Entries taken from a collection:
▬▬▬

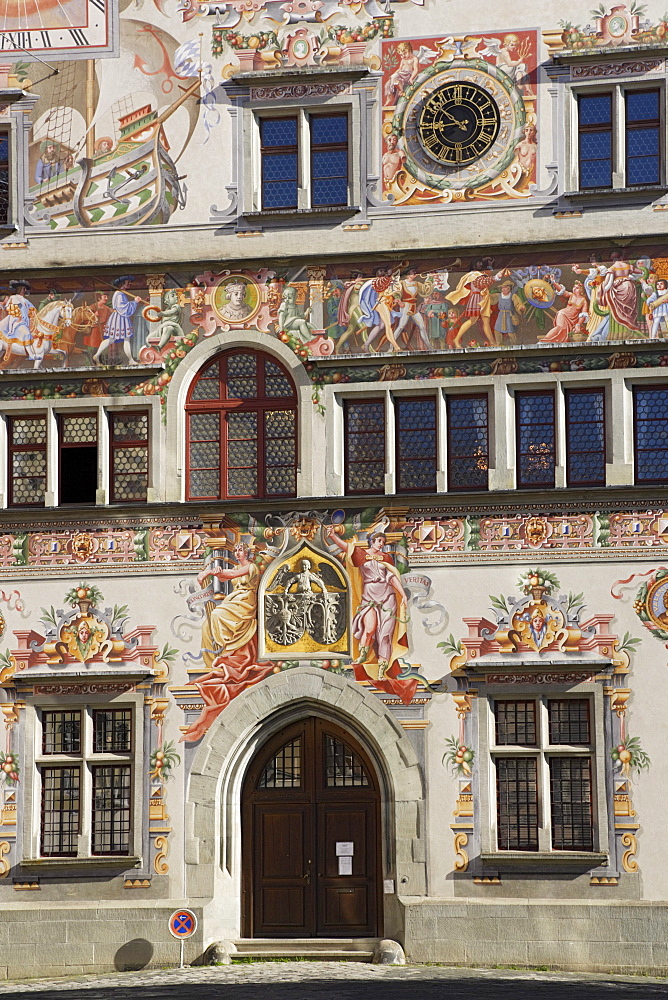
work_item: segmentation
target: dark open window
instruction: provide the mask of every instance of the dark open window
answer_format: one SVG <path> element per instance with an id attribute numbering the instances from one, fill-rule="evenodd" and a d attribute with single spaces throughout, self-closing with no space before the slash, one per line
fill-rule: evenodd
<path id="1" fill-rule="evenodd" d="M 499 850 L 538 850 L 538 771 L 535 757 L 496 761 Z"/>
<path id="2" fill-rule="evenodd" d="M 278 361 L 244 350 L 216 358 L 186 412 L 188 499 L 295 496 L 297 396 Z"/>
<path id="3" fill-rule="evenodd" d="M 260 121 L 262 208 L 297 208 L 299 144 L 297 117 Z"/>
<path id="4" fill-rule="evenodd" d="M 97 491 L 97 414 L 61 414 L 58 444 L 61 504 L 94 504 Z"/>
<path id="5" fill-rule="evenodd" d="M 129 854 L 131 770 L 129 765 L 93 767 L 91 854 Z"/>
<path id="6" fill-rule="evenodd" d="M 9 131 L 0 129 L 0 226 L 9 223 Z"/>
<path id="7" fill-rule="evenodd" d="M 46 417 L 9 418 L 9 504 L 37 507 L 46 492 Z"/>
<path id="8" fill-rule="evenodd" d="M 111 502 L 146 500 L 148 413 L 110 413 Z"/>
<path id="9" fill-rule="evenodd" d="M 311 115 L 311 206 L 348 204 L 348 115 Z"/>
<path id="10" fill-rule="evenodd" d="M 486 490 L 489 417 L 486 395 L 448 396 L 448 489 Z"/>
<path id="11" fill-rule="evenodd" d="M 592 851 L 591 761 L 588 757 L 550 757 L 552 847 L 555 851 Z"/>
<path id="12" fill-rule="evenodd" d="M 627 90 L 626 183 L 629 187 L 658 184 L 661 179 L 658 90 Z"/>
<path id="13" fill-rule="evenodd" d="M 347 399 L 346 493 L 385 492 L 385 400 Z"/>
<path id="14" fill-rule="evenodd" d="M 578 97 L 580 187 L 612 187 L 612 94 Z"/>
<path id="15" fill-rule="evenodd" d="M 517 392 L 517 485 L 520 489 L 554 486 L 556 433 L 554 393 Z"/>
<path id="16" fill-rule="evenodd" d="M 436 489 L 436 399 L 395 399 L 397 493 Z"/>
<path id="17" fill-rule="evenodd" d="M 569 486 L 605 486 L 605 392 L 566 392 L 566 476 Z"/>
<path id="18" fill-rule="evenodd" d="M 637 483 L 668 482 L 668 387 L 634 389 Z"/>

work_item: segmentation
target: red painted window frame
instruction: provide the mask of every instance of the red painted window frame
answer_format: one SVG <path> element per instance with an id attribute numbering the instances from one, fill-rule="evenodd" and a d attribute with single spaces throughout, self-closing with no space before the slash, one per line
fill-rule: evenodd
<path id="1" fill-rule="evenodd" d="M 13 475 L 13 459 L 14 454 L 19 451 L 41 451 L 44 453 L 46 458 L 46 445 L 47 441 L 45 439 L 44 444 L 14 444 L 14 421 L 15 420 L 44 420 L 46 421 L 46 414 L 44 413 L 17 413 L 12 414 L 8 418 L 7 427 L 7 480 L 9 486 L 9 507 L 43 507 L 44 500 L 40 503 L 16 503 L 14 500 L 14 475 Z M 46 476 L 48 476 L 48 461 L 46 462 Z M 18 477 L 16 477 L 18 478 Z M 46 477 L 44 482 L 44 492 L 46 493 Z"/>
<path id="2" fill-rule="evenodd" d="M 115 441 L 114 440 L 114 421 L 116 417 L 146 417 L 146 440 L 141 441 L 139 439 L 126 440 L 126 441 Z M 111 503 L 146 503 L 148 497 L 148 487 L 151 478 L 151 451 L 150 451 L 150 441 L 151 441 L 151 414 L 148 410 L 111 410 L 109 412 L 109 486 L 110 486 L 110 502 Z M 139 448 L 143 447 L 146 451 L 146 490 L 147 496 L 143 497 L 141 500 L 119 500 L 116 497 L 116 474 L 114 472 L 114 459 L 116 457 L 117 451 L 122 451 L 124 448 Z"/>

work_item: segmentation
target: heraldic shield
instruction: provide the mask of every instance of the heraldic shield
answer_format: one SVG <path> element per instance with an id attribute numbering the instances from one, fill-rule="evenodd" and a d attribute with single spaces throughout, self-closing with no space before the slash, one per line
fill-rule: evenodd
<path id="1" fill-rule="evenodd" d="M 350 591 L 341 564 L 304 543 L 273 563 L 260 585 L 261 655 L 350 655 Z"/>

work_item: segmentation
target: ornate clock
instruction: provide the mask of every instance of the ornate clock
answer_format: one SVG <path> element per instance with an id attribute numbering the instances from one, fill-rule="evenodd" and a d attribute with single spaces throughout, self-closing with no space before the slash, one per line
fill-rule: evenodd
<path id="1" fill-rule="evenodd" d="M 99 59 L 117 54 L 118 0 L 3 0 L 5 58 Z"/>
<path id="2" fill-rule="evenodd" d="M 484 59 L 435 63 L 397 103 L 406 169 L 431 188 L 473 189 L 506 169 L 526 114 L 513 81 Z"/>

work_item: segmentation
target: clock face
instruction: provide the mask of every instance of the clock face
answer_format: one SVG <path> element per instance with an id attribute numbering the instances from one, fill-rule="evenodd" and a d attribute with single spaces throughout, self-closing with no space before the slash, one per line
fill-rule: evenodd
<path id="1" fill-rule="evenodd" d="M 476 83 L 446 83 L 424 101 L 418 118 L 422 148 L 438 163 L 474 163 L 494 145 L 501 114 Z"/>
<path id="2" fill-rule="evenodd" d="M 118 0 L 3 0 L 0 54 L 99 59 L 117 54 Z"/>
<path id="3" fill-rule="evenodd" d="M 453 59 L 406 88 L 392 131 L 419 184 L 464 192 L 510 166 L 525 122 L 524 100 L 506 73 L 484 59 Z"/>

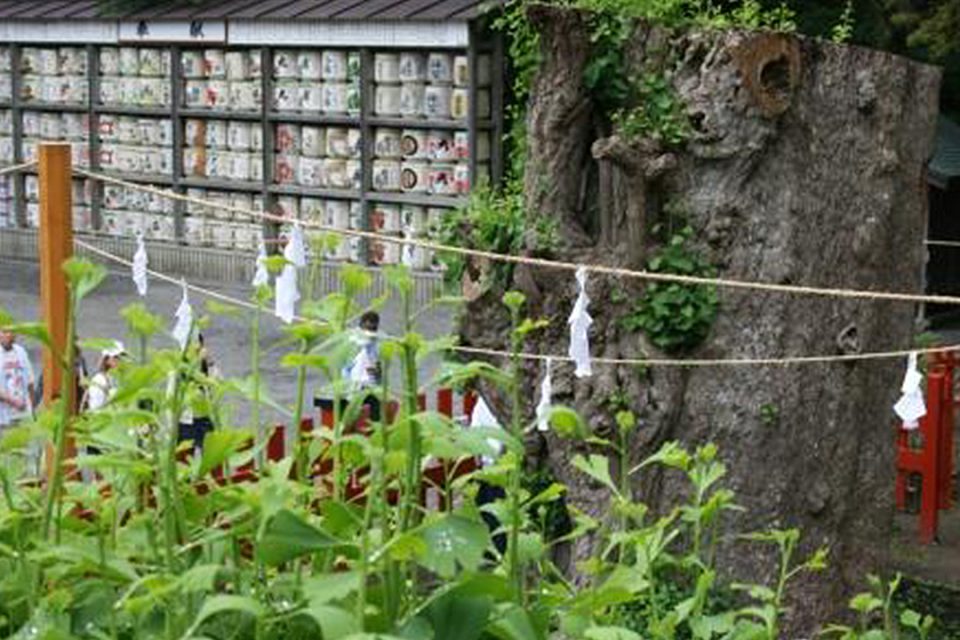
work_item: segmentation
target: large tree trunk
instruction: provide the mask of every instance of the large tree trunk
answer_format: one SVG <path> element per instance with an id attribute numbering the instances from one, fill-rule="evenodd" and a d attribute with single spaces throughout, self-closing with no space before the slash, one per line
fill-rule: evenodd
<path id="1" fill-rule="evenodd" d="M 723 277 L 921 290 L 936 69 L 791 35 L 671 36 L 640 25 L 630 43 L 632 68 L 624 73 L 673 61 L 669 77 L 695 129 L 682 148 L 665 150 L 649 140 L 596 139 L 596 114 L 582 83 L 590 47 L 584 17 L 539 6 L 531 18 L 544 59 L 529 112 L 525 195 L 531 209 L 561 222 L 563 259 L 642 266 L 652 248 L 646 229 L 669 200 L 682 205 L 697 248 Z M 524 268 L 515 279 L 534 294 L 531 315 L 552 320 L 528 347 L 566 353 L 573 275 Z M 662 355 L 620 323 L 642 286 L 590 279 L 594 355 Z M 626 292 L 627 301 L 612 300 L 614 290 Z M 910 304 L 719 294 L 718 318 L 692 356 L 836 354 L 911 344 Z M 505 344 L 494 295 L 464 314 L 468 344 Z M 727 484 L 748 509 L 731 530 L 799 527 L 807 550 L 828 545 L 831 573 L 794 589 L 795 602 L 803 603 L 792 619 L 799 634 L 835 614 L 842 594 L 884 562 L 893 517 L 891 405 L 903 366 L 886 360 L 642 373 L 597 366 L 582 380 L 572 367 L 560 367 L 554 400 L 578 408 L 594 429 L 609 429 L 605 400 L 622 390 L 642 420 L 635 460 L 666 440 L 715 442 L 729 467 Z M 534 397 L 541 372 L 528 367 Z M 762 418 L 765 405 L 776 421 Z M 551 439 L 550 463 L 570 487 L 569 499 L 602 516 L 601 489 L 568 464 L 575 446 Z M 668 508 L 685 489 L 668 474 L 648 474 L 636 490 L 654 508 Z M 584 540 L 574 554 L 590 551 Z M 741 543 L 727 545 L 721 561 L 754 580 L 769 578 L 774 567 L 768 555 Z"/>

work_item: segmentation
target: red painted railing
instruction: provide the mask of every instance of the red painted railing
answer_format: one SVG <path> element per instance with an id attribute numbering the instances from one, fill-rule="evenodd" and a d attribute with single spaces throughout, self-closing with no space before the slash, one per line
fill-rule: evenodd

▬▬▬

Task instructions: If the string "railing" appears in a line of the entries, report the line.

Response for this exercise:
target: red painted railing
instruction: provide the mask of every instance of the red painted railing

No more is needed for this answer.